**To be done:**
Reproduce verbatim the stretch from the start of the records through the line containing "110], [160, 146]]", with both ends included.
==========
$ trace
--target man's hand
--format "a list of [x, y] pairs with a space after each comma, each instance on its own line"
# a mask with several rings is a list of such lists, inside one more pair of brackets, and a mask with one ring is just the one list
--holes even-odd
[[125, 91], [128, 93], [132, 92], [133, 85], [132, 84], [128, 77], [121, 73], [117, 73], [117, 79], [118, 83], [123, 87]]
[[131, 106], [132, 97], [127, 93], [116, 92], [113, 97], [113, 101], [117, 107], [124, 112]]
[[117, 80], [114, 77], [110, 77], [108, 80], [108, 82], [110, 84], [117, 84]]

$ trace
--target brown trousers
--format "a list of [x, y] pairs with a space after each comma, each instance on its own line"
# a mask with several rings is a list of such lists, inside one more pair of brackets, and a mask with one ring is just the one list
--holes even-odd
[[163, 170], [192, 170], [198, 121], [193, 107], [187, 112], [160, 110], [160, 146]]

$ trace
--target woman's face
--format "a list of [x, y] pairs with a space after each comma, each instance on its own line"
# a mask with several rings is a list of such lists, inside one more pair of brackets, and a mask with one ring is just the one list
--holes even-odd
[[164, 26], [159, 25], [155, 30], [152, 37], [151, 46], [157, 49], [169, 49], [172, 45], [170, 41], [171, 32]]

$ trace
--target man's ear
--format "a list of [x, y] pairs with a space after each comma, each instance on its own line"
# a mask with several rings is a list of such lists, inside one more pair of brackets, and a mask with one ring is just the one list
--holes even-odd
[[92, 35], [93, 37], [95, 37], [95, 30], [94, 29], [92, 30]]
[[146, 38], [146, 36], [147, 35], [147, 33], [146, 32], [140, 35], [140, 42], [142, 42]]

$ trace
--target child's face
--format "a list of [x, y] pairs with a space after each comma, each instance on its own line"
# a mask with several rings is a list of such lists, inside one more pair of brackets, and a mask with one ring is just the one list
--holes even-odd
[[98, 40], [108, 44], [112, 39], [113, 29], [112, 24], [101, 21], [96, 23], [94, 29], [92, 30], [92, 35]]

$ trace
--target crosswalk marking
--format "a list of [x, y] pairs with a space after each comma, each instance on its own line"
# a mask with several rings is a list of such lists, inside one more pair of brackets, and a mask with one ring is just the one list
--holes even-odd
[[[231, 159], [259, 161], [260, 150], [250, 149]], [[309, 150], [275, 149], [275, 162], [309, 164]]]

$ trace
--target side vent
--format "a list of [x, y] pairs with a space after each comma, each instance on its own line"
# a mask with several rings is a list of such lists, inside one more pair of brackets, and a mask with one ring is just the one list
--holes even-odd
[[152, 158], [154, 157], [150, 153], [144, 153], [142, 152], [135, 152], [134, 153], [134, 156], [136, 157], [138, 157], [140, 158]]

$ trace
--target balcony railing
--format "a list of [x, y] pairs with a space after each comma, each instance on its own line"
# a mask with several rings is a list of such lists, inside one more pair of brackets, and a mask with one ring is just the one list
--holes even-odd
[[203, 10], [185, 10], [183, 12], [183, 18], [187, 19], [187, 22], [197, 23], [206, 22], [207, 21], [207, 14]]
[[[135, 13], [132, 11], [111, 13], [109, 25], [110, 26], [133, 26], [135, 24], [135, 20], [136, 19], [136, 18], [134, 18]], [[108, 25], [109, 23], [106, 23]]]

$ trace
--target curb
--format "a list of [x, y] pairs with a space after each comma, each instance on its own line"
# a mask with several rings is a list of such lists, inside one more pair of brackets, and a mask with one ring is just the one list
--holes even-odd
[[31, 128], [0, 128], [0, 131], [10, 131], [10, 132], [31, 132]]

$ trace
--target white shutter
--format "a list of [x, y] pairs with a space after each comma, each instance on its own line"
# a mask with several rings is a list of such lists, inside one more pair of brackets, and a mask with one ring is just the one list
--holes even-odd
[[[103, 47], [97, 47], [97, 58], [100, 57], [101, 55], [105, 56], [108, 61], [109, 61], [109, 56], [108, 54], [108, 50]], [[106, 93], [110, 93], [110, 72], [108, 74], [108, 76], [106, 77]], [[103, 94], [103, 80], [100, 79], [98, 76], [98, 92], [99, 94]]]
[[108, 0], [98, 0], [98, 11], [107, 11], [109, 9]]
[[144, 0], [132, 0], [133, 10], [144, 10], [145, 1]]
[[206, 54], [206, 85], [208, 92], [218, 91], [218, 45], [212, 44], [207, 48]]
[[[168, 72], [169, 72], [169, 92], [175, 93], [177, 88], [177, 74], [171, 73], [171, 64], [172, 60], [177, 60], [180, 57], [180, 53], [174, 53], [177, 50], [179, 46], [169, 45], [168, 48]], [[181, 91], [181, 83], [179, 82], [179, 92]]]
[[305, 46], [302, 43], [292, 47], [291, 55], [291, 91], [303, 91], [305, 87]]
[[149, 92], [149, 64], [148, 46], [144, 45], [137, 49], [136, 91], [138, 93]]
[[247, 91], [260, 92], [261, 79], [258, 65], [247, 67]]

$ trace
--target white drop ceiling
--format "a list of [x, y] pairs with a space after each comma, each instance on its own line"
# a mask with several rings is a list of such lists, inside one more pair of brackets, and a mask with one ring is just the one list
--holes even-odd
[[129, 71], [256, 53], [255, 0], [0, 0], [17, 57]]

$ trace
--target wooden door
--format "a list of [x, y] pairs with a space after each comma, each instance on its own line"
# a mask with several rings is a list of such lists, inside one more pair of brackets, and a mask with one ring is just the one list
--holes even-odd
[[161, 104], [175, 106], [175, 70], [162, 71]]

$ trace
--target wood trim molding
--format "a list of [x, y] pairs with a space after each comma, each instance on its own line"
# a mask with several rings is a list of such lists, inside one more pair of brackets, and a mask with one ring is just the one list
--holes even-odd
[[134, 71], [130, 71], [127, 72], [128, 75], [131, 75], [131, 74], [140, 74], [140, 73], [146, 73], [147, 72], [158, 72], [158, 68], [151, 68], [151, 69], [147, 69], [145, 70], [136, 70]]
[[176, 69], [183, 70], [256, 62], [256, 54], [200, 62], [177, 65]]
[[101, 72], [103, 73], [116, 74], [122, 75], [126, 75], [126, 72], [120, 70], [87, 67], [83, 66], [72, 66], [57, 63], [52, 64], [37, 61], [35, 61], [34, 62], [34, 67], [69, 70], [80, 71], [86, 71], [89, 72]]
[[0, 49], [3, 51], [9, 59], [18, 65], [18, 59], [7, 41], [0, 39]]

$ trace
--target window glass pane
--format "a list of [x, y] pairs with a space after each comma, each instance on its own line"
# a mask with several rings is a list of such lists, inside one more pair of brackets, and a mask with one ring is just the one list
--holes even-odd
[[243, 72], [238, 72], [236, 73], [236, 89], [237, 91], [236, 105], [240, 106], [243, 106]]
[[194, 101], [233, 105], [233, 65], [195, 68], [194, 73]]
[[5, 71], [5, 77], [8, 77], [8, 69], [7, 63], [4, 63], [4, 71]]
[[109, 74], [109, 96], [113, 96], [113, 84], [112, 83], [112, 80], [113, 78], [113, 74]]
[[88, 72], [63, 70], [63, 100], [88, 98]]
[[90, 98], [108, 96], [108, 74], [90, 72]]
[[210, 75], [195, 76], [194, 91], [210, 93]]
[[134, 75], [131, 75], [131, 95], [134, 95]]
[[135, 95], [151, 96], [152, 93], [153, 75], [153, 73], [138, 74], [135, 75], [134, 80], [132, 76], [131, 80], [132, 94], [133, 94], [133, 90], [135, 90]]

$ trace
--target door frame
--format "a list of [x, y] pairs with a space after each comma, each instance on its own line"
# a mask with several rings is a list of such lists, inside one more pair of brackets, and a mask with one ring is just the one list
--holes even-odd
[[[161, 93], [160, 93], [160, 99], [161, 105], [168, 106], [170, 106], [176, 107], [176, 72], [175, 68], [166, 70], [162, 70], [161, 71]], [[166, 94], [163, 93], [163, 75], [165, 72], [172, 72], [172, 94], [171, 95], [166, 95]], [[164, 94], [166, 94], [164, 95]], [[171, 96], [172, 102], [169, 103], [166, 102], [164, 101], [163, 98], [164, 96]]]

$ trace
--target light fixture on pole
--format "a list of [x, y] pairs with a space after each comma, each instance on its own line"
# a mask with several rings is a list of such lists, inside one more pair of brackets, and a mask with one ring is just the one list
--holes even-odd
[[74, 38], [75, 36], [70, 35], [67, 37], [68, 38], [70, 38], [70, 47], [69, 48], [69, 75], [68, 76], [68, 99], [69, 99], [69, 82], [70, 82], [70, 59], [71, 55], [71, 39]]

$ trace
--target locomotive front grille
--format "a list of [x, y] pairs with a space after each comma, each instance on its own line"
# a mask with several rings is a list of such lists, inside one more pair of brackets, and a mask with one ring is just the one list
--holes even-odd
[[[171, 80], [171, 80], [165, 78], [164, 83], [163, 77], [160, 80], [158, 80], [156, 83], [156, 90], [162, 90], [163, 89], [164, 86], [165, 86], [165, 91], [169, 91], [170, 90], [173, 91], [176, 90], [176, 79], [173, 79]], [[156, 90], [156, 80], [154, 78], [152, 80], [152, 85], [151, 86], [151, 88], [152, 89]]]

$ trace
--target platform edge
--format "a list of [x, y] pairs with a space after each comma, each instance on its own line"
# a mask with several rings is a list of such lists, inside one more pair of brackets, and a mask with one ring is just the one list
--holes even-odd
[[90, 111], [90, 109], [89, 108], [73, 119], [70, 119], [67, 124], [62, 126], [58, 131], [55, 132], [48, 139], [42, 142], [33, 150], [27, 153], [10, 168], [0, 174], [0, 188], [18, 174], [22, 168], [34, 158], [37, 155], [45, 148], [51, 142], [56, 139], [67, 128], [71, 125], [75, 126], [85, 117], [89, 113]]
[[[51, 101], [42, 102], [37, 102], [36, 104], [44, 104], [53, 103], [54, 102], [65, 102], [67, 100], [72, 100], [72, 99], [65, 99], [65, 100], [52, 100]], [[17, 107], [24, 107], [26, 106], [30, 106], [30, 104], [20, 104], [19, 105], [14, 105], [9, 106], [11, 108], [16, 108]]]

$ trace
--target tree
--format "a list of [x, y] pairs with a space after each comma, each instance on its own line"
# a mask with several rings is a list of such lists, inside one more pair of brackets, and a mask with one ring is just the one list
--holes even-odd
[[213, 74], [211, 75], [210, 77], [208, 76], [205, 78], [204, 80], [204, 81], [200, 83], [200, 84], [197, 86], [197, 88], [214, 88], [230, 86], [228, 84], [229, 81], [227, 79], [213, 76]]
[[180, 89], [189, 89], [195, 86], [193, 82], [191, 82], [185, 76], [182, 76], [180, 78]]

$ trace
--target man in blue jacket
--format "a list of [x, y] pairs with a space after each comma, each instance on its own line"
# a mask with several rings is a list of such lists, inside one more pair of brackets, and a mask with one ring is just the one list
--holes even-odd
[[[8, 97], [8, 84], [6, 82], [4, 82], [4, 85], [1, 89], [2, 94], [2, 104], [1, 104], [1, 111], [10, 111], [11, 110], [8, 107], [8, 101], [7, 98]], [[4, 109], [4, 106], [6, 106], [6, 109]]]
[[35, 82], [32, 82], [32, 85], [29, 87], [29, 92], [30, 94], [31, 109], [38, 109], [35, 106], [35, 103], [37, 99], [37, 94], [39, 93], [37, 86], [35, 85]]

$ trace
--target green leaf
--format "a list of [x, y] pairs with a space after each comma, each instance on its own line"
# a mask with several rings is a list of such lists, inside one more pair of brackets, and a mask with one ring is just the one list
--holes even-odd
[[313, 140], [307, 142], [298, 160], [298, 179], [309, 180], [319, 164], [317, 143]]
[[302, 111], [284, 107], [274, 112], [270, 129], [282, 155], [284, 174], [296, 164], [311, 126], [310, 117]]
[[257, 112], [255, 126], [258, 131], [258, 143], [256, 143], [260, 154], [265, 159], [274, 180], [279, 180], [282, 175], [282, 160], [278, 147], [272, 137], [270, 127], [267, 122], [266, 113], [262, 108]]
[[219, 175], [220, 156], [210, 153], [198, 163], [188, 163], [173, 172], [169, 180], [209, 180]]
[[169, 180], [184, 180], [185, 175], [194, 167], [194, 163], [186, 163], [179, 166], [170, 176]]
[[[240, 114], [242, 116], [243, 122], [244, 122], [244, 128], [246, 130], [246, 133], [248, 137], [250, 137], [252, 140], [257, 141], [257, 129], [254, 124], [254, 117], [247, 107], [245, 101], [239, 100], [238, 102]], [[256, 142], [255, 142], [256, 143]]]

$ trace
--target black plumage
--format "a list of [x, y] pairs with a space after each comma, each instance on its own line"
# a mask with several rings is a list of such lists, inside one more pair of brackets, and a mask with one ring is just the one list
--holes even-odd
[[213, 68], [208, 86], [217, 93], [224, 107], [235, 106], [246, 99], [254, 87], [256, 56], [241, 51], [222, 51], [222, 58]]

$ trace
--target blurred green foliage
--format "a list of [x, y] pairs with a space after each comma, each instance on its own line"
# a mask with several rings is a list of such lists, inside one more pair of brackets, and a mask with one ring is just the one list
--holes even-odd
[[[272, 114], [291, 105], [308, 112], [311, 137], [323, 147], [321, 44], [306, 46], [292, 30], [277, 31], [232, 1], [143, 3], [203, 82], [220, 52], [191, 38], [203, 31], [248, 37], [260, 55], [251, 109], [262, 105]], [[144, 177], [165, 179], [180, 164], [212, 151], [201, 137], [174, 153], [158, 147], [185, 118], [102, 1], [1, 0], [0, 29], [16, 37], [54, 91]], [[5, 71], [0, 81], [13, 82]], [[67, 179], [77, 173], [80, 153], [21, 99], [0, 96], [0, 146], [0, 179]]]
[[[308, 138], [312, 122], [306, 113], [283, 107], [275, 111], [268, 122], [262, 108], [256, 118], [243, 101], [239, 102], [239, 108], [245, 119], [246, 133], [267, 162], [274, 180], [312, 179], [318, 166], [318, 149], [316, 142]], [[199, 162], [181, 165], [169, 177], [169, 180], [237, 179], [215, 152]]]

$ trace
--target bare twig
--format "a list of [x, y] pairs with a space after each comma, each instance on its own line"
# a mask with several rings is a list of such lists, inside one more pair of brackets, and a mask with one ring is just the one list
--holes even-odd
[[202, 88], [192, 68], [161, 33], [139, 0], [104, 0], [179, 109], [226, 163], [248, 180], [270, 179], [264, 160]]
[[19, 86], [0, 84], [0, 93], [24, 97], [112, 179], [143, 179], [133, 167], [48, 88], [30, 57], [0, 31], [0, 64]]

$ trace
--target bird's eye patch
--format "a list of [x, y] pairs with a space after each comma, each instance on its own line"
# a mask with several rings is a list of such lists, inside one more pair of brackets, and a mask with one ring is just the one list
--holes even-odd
==========
**The solution:**
$ trace
--target man's hand
--format "a list of [x, y] pairs with a space after each comma, each instance on its own line"
# a mask with several rings is a list of such lists, inside one more pair of brackets, and a mask with one ring is just the one list
--holes even-odd
[[125, 91], [128, 93], [132, 92], [133, 85], [132, 84], [128, 77], [121, 73], [117, 73], [117, 79], [118, 83], [123, 87]]
[[131, 106], [132, 97], [127, 93], [116, 92], [113, 97], [113, 101], [117, 107], [124, 112]]
[[117, 80], [114, 77], [110, 77], [108, 80], [108, 82], [110, 84], [117, 84]]

$ trace
--target brown trousers
--format "a list of [x, y] pairs with a space after each comma, each instance on its own line"
# a mask with several rings is a list of such lists, inside one more pair of brackets, and a mask with one ring is just the one list
--holes even-odd
[[163, 170], [192, 170], [198, 121], [193, 107], [187, 112], [160, 110], [160, 146]]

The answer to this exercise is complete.